## Zadanie pisemne A
Zmień w tekście o wspomnieniach „wschód słońca” na „zachód słońca”. Przepisz fragment od słów „Motywem, który łączy” aż do słów „w najsmutniejszy dzień.” włącznie.
## Zadanie pisemne B
Odpowiedz krótko na pytania do tekstu o wspomnieniach.
(i) Które dwa teksty łączy motyw wspomnień?
(ii) Na co według wiersza Barańczaka nie będzie miejsca w bagażu?
(iii) Jak Baliński traktuje wspomnienia?

W życiu każdego z nas co chwilę coś się kończy i przemija. Co chwilę ktoś odchodzi. Życie nam ucieka, a my dopiero w momencie straty dostrzegamy jak bardzo potrzebujemy tego, czego już nie mamy. W takich sytuacjach jedyne co nam zostaje, co może przynieść trochę radości, ulgi, pokrzepienia to wspomnienia. Przecież wspomnienia są po to, by nie dać nie dać przeminąć, nie dać odejść chwili. Tą chwilą możemy żyć wiecznie i wracać do niej. I co najważniejsze, tego nam nikt nigdy nie odbierze, Wspomnienia są naszym największym osobistym skarbem.
Motywem, który łączy teksty “Okno wspomnień” i “Jeżeli porcelana, to tylko taka” są właśnie wspomnienia. Autorzy wierszy pokazują jednak ten temat w zupełnie inny sposób.
Stanisław Baliński mówi o tym, że każdy człowiek w kątach swej pamięci ma pewne ukryte obrazy, które są bardzo osobiste. Mogą to być błahostki takie jak wschód słońca czy długi wieczór na wsi, ale mogą to być także ważne dla nas czy naszych bliskich chwile, które chcemy za zawsze zapamiętać np. zapewnienie lekarza o powrocie do zdrowia lub po prostu wspomnienie przyjaciela, który już nie żyje. Autor mówi, że wspomnienia są pamiątką, którą nosimy ze sobą całe życie. Pamiątką, która pocieszy nas w najbardziej dołujących sytuacjach. Obrazem, który rozgrzeje serce w najsmutniejszy dzień.
Stanisław Barańczak natomiast uważa, że do niczego nie powinniśmy się przywiązywać. Autor mówi o przemijalności. Pisze, że wszystko co ma swój początek musi mieć swój koniec. Życie bezpowrotnie przemija i nie warto przywiązywać wagi do miejsc i osób, bo nie wiadomo, kiedy zostaną nam odebrane. Na świat należy patrzeć przez pryzmat przemijającego czasu i utraconych wartości. Podmiot mówiący w wierszu mówi, że kiedyś będziemy musieli się spakować i odejść. Dokąd? Tam gdzie rzuci nas los. W bagażu jednak nie będzie miejsca na ulubiony fotel, książkę, a nawet nasze marzenia, bo z momentem przeprowadzki legną w gruzach. Jedyne, co pozostanie nam z dawnego życia to wspomnienie o nim.
Autorzy wypowiadają się w zupełnie inne sposoby. Baliński traktuje wspomnienia jako coś, co może podnieść nas na duchu, Barańczak natomiast jest nastawiony pesymistycznie. Uważa, że wspomnienia o tym, co straciliśmy mogą nas tylko bardziej przygnębić.

## Wyodrębnione informacje
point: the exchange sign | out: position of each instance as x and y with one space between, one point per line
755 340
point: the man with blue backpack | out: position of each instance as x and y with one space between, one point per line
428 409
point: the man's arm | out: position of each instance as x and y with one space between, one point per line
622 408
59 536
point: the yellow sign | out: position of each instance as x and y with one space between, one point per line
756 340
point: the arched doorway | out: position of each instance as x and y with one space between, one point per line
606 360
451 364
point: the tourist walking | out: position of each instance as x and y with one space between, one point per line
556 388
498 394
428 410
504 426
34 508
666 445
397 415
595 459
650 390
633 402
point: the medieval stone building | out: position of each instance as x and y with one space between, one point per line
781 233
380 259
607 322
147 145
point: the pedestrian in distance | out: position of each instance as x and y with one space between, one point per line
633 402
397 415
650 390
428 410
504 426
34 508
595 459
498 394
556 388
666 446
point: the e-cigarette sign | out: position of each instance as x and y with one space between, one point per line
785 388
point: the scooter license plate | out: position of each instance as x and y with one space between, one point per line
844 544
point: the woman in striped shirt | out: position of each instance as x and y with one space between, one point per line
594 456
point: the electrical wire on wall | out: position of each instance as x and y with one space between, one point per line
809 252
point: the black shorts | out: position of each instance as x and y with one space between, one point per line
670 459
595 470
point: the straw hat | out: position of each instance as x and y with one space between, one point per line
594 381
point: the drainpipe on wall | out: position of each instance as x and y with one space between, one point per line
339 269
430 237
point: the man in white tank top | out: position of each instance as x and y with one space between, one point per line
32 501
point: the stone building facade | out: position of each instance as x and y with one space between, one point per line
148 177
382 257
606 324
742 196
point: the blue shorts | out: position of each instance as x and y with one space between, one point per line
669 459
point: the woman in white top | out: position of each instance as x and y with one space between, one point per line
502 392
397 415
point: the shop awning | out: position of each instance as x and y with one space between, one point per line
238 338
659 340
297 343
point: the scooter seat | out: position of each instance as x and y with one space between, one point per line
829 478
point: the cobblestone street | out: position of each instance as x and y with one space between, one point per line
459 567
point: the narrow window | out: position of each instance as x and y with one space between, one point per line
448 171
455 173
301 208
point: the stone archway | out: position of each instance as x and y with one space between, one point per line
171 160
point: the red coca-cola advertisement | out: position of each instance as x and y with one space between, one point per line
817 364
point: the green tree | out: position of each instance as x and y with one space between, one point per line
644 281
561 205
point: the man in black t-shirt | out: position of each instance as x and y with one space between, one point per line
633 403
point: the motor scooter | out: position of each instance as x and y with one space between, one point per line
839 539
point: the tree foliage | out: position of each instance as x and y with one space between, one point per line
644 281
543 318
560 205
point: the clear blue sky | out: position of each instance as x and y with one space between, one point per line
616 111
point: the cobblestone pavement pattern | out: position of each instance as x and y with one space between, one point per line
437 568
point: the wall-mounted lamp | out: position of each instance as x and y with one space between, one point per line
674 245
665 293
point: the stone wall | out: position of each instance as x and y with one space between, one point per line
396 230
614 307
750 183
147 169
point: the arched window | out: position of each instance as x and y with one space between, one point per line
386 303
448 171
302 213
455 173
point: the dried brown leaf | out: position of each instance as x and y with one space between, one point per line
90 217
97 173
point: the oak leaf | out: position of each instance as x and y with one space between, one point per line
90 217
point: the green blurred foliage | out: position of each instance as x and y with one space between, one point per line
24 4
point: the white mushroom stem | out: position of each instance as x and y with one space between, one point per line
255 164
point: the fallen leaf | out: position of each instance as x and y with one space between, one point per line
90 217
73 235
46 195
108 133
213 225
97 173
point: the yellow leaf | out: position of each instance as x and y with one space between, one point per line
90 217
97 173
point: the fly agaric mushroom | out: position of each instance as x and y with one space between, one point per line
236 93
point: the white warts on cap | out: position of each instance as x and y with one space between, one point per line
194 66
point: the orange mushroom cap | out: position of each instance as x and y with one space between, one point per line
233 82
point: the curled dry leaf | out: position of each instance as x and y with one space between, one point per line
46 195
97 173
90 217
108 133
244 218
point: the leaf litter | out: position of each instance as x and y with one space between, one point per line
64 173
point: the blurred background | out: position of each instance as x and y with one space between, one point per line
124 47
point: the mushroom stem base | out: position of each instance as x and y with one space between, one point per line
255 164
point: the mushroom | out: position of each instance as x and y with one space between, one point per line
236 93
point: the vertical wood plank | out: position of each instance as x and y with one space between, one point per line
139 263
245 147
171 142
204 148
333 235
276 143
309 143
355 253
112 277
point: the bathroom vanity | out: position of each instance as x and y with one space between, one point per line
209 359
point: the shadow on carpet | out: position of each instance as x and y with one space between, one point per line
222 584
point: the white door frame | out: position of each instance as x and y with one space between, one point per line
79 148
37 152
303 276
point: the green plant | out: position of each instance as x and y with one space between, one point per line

## Prawidłowa odpowiedź A
Motywem, który łączy teksty “Okno wspomnień” i “Jeżeli porcelana, to tylko taka” są właśnie wspomnienia. Autorzy wierszy pokazują jednak ten temat w zupełnie inny sposób.
Stanisław Baliński mówi o tym, że każdy człowiek w kątach swej pamięci ma pewne ukryte obrazy, które są bardzo osobiste. Mogą to być błahostki takie jak zachód słońca czy długi wieczór na wsi, ale mogą to być także ważne dla nas czy naszych bliskich chwile, które chcemy za zawsze zapamiętać np. zapewnienie lekarza o powrocie do zdrowia lub po prostu wspomnienie przyjaciela, który już nie żyje. Autor mówi, że wspomnienia są pamiątką, którą nosimy ze sobą całe życie. Pamiątką, która pocieszy nas w najbardziej dołujących sytuacjach. Obrazem, który rozgrzeje serce w najsmutniejszy dzień.

## Prawidłowa odpowiedź B
(i) „Okno wspomnień” i „Jeżeli porcelana, to tylko taka”.
(ii) Na ulubiony fotel, książkę, a nawet nasze marzenia.
(iii) Jako coś, co może podnieść nas na duchu.